═══ DATA SUPPLIED

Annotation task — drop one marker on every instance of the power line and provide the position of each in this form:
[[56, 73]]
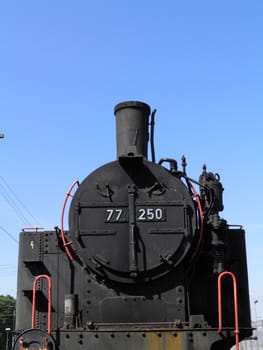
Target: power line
[[8, 193], [8, 234]]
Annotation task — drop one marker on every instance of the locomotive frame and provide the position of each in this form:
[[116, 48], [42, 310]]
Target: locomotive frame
[[147, 263]]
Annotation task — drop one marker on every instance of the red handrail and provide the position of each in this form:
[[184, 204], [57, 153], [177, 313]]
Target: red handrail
[[65, 243], [48, 278], [220, 326]]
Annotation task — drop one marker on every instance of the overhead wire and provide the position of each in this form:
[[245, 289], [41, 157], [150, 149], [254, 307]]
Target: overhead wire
[[8, 234], [17, 206], [19, 201]]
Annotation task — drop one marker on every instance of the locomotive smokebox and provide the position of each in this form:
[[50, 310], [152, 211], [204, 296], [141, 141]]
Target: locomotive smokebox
[[132, 119]]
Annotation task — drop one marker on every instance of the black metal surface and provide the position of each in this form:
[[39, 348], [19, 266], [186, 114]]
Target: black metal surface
[[143, 275]]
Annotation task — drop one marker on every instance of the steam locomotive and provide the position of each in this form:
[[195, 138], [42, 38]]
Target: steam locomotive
[[146, 263]]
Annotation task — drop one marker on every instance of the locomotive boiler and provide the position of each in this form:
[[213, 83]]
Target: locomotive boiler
[[146, 263]]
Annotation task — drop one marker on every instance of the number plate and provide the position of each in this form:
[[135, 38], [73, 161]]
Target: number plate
[[150, 214], [143, 214]]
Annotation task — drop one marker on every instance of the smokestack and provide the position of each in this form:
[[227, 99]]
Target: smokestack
[[132, 119]]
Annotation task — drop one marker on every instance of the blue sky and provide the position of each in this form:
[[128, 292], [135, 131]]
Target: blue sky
[[63, 67]]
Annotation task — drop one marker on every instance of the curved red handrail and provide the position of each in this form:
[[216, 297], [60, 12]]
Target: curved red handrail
[[48, 278], [220, 322], [65, 243]]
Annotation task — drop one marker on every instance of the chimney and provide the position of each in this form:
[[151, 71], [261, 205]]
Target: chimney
[[132, 120]]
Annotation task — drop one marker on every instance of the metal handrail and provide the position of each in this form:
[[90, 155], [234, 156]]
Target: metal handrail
[[48, 278], [220, 322]]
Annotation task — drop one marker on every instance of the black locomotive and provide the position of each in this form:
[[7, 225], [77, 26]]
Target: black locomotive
[[147, 263]]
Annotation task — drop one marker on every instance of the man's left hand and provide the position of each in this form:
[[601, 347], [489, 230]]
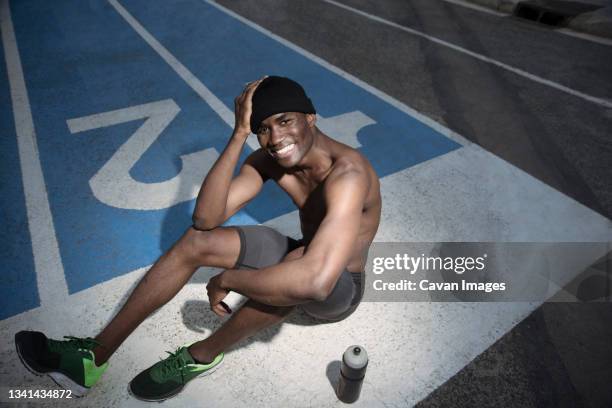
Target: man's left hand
[[216, 294]]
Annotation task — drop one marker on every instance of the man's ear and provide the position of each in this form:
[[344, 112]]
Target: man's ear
[[311, 119]]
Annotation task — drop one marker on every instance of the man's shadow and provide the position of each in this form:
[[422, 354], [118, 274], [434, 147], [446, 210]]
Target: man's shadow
[[196, 314]]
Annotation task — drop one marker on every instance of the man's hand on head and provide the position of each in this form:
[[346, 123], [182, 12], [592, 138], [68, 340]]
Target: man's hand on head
[[243, 107]]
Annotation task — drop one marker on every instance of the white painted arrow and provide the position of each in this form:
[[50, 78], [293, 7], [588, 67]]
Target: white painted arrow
[[113, 185]]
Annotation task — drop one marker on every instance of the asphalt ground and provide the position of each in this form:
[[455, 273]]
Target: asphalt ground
[[561, 355], [560, 139], [537, 99]]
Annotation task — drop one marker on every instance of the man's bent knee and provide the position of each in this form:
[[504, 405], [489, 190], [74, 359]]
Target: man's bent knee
[[218, 247]]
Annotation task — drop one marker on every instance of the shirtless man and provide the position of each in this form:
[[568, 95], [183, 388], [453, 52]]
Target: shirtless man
[[338, 196]]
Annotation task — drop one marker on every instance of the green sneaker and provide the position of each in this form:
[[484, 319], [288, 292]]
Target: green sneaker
[[70, 363], [168, 377]]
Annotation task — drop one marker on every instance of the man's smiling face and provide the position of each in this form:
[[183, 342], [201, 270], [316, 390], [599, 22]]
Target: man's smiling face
[[287, 136]]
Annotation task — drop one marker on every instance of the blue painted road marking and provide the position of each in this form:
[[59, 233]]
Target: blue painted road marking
[[82, 59]]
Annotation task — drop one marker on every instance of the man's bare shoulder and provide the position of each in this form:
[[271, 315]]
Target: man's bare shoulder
[[349, 169]]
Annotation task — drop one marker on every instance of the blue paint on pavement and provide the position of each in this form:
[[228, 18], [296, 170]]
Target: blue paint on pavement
[[82, 58]]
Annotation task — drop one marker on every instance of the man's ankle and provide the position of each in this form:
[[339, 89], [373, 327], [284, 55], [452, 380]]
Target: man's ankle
[[199, 357]]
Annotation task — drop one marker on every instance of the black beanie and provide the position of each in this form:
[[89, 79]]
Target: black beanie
[[275, 95]]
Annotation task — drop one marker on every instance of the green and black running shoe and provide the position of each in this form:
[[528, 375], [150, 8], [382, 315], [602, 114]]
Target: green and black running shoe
[[168, 377], [70, 363]]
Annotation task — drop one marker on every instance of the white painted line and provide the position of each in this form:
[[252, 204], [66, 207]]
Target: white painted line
[[585, 36], [565, 31], [517, 71], [50, 278], [476, 7], [387, 98], [198, 87]]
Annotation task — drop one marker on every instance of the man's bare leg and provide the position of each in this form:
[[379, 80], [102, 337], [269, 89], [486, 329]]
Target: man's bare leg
[[219, 247], [248, 320]]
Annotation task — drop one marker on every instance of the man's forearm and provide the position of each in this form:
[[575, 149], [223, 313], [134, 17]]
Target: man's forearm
[[212, 198], [284, 284]]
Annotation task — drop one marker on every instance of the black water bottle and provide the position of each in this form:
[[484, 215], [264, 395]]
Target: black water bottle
[[352, 372]]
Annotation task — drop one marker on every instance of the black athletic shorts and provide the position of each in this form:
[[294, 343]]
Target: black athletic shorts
[[262, 246]]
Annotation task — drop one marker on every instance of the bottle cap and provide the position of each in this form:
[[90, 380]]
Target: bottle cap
[[354, 362]]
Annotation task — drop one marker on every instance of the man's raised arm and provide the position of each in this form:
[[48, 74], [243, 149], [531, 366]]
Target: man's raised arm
[[220, 196]]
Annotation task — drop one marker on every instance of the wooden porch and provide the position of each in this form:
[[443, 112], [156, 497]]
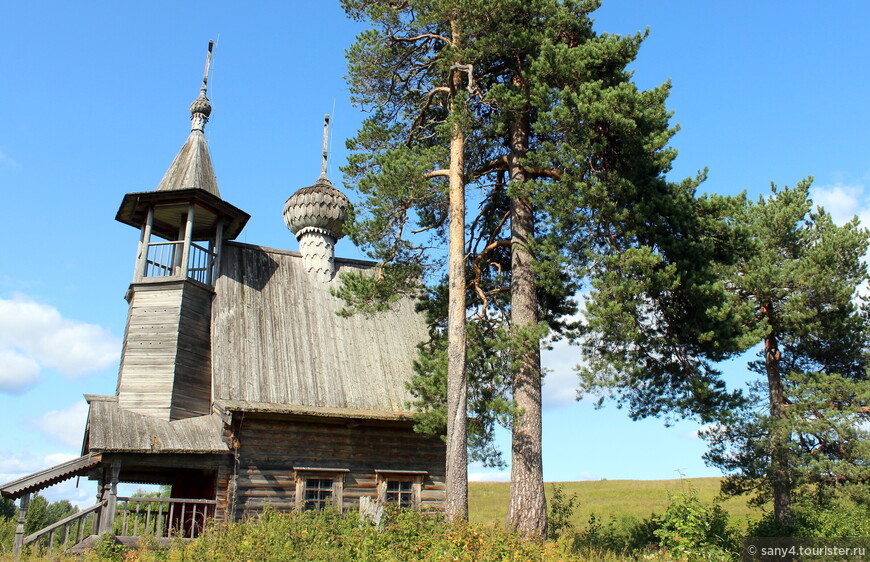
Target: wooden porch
[[126, 518]]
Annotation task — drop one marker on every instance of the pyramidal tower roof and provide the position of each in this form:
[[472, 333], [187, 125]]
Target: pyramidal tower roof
[[192, 165]]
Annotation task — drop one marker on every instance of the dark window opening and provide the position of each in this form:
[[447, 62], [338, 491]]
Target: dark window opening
[[400, 492], [318, 493]]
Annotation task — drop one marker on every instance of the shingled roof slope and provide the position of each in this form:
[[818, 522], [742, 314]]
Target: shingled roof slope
[[112, 429], [276, 338]]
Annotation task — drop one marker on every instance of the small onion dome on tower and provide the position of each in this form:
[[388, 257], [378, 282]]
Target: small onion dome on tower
[[321, 207], [316, 215]]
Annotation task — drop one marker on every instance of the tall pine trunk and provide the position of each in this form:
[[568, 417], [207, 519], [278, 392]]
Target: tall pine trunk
[[779, 471], [527, 511], [457, 389]]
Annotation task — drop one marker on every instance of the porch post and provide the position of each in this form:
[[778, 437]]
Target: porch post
[[188, 236], [23, 503], [110, 500]]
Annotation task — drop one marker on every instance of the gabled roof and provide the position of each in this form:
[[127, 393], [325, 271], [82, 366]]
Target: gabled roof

══════

YOUR GOAL: Reproduce the part of the records that opens with the line containing "painted arrow and" and closes with the line containing "[[113, 185]]", with "Target" changed to "Object" and every other word left as it stands.

THE ANSWER:
Annotation task — drop one marker on every instance of the white painted arrow and provide the position of each in this form:
[[50, 78], [293, 7], [588, 67]]
Object: white painted arrow
[[113, 185]]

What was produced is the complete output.